Énoncé
Pour chaque affirmation ci-après, dites si elle concorde avec le texte source sur la crise du logement. Répondez par oui ou non et citez mot pour mot le passage qui tranche.
(a) Le télétravail est pratiqué régulièrement par 15 % des salariés.
(b) En deux ans, le taux d'occupation des bureaux a augmenté.
(c) Les 4,5 millions de mètres carrés de bureaux vacants mentionnés se trouvent à Paris.

Texte source
***
Je mesure ma responsabilité et celle du Gouvernement car il s'agit d'apporter des réponses concrètes et opérationnelles à la crise du logement. Car, oui, nous partageons le même constat : nous vivons une crise du logement profonde et multifactorielle. Les consultations que je mène avec l'ensemble des acteurs du logement depuis ma nomination, les remontées du terrain et celles des parlementaires de tout bord vont dans le même sens. Il est urgent d'agir. Il est urgent de passer de la réflexion à l'action pour déverrouiller ensemble le marché. Or cette proposition de loi contribuera à renforcer l'arsenal dont nous disposons pour répondre à la crise du logement.
Alors que nos concitoyens rencontrent toujours plus de difficultés à se loger à proximité de leur lieu de travail, en particulier dans les zones tendues et dans les grandes métropoles, les changements d'habitudes de travail nous offrent de nouvelles occasions d'aménager le territoire et de repenser les villes.
Le développement du télétravail et le recours croissant à de nouvelles pratiques telles que l'organisation dite en bureau flexible ont modifié en profondeur le fonctionnement des entreprises et notre rapport à l'espace et au temps. Le télétravail est désormais une pratique courante et plébiscitée : selon la Banque de France, 15 % des salariés y ont désormais recours régulièrement, alors qu'ils n'étaient que 3 % en 2019. Conséquence directe de ces nouvelles pratiques, le taux d'occupation des bureaux a diminué de 5,4 % en deux ans, augmentant le taux de vacance dans des zones souvent très densifiées et tendues.
À l'heure où des files d'attente se forment à Paris pour visiter un appartement mis en location et où les usages changent, comment pouvons-nous laisser vacants 4,5 millions de mètres carrés de bureaux en Île-de-France ? À l'heure où des salariés peinent à se loger à proximité de leur lieu de travail, comment pouvons-nous laisser des bâtiments entiers vides et inoccupés ?
***
Documents fournis
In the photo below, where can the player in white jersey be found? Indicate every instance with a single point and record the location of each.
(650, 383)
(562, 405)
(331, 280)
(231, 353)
***
Réponse
(a) Oui : « 15 % des salariés y ont désormais recours régulièrement »
(b) Non : « le taux d'occupation des bureaux a diminué de 5,4 % en deux ans »
(c) Non : « 4,5 millions de mètres carrés de bureaux en Île-de-France »